(Page text):
◆ ◆ ◆ ◆ ◆

There is an interesting chapter (which I link to below) by Stanovich on the “tripartite” mind that got me thinking about research, as well as being human.
Stanovich distinguishes, first, the Autonomous Set of Systems (TASS) which includes all automated parallel/associative processing. This is the set of systems that creates a “primary” representation of reality. They create the world as we initially perceive it – drawing on schemas as well as perceptual inputs. This is what dual systems theorists call System 1.
Second, he distinguishes the algorithmic mind – which creates secondary – “decoupled” representations. This is most clearly related to working memory capacity – our capacity to sustain representations in memory (and screen out distractions). He distinguishes two general abilities of the algorithmic mind, the second more sophisticated than the first. The first starts with the simplest model of the world that the person can come up with quickly, then adjusts that model, serially (one adjustment at a time). In social terms, this could be someone who is angry at their boss and who we advise to “correct” for different biases associated with anger. Basically, the angry person has one model, then we advise them to adjust it so that – if our advice is helpful – it better resembles the world.

◆ ◆ ◆ ◆ ◆

(Information supplied):

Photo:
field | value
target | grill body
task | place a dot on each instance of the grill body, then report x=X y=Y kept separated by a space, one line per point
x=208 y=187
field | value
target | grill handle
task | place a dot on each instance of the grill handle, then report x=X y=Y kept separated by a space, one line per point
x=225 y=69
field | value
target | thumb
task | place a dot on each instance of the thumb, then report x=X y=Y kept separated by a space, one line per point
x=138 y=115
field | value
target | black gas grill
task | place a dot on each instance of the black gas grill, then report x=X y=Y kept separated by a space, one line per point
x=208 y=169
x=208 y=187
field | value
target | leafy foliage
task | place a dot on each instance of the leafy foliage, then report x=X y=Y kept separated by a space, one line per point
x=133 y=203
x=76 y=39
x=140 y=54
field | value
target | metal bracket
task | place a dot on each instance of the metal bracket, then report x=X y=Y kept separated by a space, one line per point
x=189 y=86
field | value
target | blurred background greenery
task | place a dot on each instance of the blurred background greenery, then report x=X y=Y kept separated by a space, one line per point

◆ ◆ ◆ ◆ ◆

(Problem set):
1 - Return everything in the Stanovich passage from "There is an" down to "call System 1.".
2 - Answer these from the Stanovich passage:
(a) What do dual systems theorists call the Autonomous Set of Systems?
(b) To what is the algorithmic mind most clearly related?
(c) In the social example, who is the angry person angry at?
3 - List every word that the Stanovich passage sets inside quotation marks.
Rely on the Stanovich passage alone for every answer.

(Answers to each task):
1 -
There is an interesting chapter (which I link to below) by Stanovich on the “tripartite” mind that got me thinking about research, as well as being human.
Stanovich distinguishes, first, the Autonomous Set of Systems (TASS) which includes all automated parallel/associative processing. This is the set of systems that creates a “primary” representation of reality. They create the world as we initially perceive it – drawing on schemas as well as perceptual inputs. This is what dual systems theorists call System 1.

2 -
(a) System 1
(b) Working memory capacity
(c) Their boss

3 -
tripartite
primary
decoupled
correct